===== Extracted information

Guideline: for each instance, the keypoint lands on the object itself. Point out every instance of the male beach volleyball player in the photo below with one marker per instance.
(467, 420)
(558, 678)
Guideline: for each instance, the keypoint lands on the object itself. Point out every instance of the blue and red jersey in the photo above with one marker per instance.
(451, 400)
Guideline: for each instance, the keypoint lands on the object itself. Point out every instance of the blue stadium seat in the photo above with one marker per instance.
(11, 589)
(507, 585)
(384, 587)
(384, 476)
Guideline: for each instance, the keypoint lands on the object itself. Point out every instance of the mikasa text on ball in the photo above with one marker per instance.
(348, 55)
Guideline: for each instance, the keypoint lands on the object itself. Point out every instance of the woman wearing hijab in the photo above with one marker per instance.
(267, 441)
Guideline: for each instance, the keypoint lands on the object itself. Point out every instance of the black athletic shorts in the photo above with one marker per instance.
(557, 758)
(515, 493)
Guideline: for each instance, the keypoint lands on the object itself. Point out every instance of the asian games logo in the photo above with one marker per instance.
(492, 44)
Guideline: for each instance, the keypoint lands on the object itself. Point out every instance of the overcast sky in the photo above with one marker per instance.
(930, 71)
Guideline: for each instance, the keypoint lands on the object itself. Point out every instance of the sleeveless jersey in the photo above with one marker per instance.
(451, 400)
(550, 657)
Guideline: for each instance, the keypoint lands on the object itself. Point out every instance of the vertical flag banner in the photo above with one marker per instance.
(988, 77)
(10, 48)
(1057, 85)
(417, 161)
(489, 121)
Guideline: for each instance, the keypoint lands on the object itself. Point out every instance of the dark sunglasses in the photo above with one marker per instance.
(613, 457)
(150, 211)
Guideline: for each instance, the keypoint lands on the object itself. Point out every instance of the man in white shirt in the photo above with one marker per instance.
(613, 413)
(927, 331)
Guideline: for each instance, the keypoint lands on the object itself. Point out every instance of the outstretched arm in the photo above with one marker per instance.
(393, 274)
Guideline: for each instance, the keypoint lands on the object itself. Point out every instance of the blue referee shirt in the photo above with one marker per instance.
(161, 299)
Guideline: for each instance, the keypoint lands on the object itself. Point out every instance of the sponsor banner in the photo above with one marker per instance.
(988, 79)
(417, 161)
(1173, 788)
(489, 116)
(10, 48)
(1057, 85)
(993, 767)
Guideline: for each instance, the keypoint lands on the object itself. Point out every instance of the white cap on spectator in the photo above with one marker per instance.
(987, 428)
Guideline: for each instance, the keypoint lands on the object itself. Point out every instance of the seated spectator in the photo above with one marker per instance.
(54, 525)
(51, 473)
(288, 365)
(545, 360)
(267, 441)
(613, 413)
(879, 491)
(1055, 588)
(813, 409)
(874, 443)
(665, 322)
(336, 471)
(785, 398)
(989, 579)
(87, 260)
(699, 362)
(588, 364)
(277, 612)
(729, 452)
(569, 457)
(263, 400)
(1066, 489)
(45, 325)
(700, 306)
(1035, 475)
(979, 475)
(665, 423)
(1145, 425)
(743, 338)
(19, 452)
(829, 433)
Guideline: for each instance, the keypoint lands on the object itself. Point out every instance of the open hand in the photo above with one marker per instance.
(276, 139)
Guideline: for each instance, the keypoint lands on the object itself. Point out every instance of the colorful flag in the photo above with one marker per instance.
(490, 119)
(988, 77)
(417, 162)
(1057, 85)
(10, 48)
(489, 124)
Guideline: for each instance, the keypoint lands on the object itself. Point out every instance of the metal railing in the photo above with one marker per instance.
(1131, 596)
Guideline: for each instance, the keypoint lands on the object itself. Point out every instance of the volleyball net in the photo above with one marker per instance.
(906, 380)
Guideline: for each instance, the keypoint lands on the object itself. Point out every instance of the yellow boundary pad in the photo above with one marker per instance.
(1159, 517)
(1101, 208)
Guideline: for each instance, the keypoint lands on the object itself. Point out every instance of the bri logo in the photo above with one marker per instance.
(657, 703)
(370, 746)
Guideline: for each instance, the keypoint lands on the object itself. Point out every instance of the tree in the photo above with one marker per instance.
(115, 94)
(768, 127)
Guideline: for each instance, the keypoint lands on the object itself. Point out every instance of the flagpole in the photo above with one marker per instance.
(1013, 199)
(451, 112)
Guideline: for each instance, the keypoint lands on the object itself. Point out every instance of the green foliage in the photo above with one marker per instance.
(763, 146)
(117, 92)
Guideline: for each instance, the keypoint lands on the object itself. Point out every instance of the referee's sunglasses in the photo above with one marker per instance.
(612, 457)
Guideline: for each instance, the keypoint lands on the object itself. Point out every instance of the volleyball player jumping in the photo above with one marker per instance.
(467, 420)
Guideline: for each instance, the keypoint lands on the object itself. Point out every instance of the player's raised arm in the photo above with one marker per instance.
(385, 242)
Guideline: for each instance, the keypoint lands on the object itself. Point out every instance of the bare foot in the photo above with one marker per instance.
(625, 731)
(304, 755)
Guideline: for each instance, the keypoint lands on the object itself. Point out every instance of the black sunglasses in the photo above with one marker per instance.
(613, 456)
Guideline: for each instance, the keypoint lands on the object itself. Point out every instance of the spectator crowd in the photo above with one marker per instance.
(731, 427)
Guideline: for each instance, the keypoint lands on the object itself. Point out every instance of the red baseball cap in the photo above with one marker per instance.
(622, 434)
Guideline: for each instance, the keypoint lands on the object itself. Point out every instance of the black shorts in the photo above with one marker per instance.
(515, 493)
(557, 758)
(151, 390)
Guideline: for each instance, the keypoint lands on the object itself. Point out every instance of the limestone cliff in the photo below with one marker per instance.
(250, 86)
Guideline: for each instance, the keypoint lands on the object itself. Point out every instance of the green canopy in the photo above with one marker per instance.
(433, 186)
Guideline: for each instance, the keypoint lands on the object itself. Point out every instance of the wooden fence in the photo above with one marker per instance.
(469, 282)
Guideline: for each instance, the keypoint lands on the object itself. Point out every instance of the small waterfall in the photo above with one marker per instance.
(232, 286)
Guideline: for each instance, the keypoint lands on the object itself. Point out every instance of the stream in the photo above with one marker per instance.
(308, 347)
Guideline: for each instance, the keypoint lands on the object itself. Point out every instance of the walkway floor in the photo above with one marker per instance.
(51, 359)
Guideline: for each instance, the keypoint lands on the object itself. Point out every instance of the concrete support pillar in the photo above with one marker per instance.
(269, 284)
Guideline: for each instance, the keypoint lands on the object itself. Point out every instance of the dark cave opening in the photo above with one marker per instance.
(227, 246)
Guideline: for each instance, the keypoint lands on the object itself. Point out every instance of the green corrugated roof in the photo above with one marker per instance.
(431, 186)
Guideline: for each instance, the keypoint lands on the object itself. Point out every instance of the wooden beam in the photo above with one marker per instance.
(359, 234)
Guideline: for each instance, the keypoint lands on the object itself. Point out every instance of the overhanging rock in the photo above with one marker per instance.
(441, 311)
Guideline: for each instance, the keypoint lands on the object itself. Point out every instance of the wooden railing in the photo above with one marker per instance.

==========

== Required work ==
Every entry is to be printed exactly as given.

== Result of this task ==
Guideline: for each instance, the keypoint lands on the object itself. Point out every instance of the male beach volleyball player in the photo below with one marker per instance.
(467, 420)
(558, 678)
Guideline: for each instance, the keypoint lands on the object itself. Point out every instance of the blue and red jersey in the photo above with one marker per instance.
(451, 400)
Guideline: for each instance, the keypoint lands on the object itself. Point out every instance of the blue stadium seat in the photo above with one marker per instance.
(11, 589)
(507, 585)
(384, 587)
(384, 476)
Guideline: for each instance, the keypoint lands on the object itself. Point out every instance of the mikasa text on ball in the photo above with one marker per instance.
(348, 55)
Guideline: for each instance, the keypoint lands on the object itself. Point out every instance of the woman wearing hijab in the photo above with one marker per instance.
(267, 441)
Guideline: for each instance, the keypoint lands on the object itself. Point out every instance of the black athletic shorts in the photo above with one marker per instance.
(557, 758)
(515, 493)
Guideline: for each instance, the keypoint lands on the object itself. Point out every instance of the asian games logo in the photo above with one marker per instance.
(492, 44)
Guideline: for each instance, the keypoint lands on the object itself. Point out every instance of the overcast sky in the photo above with one marker per instance.
(930, 71)
Guideline: for each instance, the keypoint lands on the object itself. Point out every instance of the sleeveless jersey in the photo above with one marker per instance.
(451, 400)
(550, 657)
Guideline: for each instance, the keypoint lands on the object itself. Point out every instance of the vertical flag banner in the photo above with one marker per instance.
(988, 77)
(10, 48)
(1057, 85)
(417, 161)
(489, 121)
Guideline: for each instance, the keypoint lands on the object itself. Point out every instance of the dark sunglasses in the photo above with one marker per instance.
(613, 457)
(150, 211)
Guideline: for each instance, the keypoint lands on the object itself. Point out every instance of the man in white shirt in the photo above with one marker per instance.
(613, 413)
(927, 331)
Guideline: for each instance, the keypoint lands on the object itself. Point out every instance of the outstretched arm in the photo above with one marker per instance.
(393, 274)
Guideline: for each instance, the keypoint lands on the object itself. Point out every instance of the blue referee shirt in the photo above with one marker per instance.
(161, 299)
Guideline: for each instance, the keypoint lands on the object itself. Point out every instance of the sponsor banner in the photo above with one marker per instance.
(988, 79)
(417, 161)
(1173, 788)
(489, 116)
(10, 48)
(1057, 85)
(993, 767)
Guideline: for each instance, the keypoint lands on the object itself. Point out every instance of the white cap on spectator in the photo above with one marker per instance.
(987, 428)
Guideline: for each instance, the keypoint lands on the object itself. Point out every instance of the seated spectator in the photo above with one marker per instance.
(54, 525)
(51, 473)
(288, 365)
(545, 360)
(267, 441)
(613, 413)
(879, 491)
(1055, 588)
(813, 409)
(874, 443)
(665, 322)
(336, 471)
(785, 398)
(989, 579)
(87, 260)
(699, 362)
(588, 364)
(277, 612)
(729, 452)
(569, 457)
(263, 400)
(1066, 489)
(45, 325)
(700, 306)
(1035, 475)
(979, 475)
(665, 423)
(1145, 425)
(743, 338)
(19, 452)
(829, 433)
Guideline: for each instance, the keypoint lands on the object itself. Point out every instance of the open hand in the photo above with one marker per instance.
(276, 139)
Guideline: for each instance, the keypoint lands on the object itself. Point out every instance of the colorful flag in the photo above with one marker per instance.
(490, 119)
(988, 77)
(417, 162)
(1057, 85)
(10, 48)
(489, 124)
Guideline: for each instance, the keypoint lands on the object itself. Point out every instance of the metal railing in the photo above with one marker per instance.
(1131, 596)
Guideline: for each instance, the keypoint lands on the object itself. Point out every instance of the volleyball net in the photo above with one marker per instance.
(906, 380)
Guideline: for each instance, the keypoint lands on the object itself. Point out every instance of the yellow boundary pad in the photo above with one marker per instance.
(1159, 517)
(1101, 208)
Guideline: for each instance, the keypoint lands on the object itself. Point out every instance of the bri logo in the photo above with one marker per instance.
(657, 703)
(370, 746)
Guideline: for each instance, the keypoint lands on the object itself. Point out every instance of the tree in the photo above with one marker per instance.
(115, 94)
(768, 127)
Guideline: for each instance, the keypoint lands on the object itself. Point out every instance of the flagpole in the photo above with one marker per instance.
(1013, 199)
(451, 112)
Guideline: for each instance, the keypoint lands on the object itself. Point out every instance of the green foliage in the photo above with one marker per instance.
(763, 146)
(117, 92)
Guideline: for each instance, the keypoint lands on the object itself. Point out every instance of the referee's sunglasses in the photo above with one marker per instance.
(612, 457)
Guideline: for each instance, the keypoint lands on the object itself. Point out every instance of the volleyball player jumping in the photo above with one marker per instance.
(467, 420)
Guideline: for each instance, the keypoint lands on the object itself. Point out every instance of the player's raised arm in the photo above with one marker per instance.
(385, 242)
Guideline: for each instance, the keypoint lands on the object itself. Point out every instance of the bare foot in the photo above with one marker per instance.
(625, 731)
(304, 755)
Guideline: for each instance, the keypoint lands on the object itself. Point out every instance of the black sunglasses in the photo above with one marker per instance.
(613, 456)
Guideline: for each instance, the keypoint lands on the object itself. Point out every instance of the spectator crowd in the photo above with one marker per instance.
(731, 427)
Guideline: for each instance, the keypoint lands on the object itself. Point out every instance of the red baseball cap in the photo above with one marker per instance.
(622, 434)
Guideline: for each instance, the keypoint lands on the object itself. Point out every instance of the black shorts in the photo above with one marker per instance.
(515, 493)
(557, 758)
(151, 390)
Guideline: for each instance, the keypoint lands on the object itself. Point out every instance of the limestone cliff in the photo below with one marker per instance.
(250, 86)
Guideline: for each instance, the keypoint lands on the object itself. Point out every instance of the green canopy in the photo above with one marker per instance.
(433, 186)
Guideline: for each instance, the keypoint lands on the object itself. Point out every instance of the wooden fence in the photo above with one marker per instance.
(469, 282)
Guideline: for each instance, the keypoint lands on the object itself. Point out every instance of the small waterfall in the photo above with one marker per instance.
(232, 286)
Guideline: for each instance, the keypoint lands on the object itself. Point out every instance of the stream in the photo above with one marker per instance.
(308, 347)
Guideline: for each instance, the keypoint lands on the object itself. Point out every instance of the walkway floor in the photo above with one marker per instance.
(51, 359)
Guideline: for each instance, the keypoint lands on the object itself. Point out every instance of the concrete support pillar in the photo above with one marker per instance.
(269, 284)
Guideline: for each instance, the keypoint lands on the object itself. Point out every instance of the dark cave opening in the photo above with one marker per instance.
(227, 246)
Guideline: for each instance, the keypoint lands on the object itself. Point out every instance of the green corrugated roof in the photo above with one marker per instance.
(431, 186)
Guideline: for each instance, the keypoint lands on the object itself. Point out every instance of the wooden beam in the photo above with one marker per instance.
(359, 234)
Guideline: for each instance, the keypoint lands on the object itself. Point out every instance of the overhanging rock in the photo above with one marker per instance.
(441, 311)
Guideline: for each instance, the keypoint lands on the object itself. Point out every instance of the wooden railing in the photo above with one marker per instance.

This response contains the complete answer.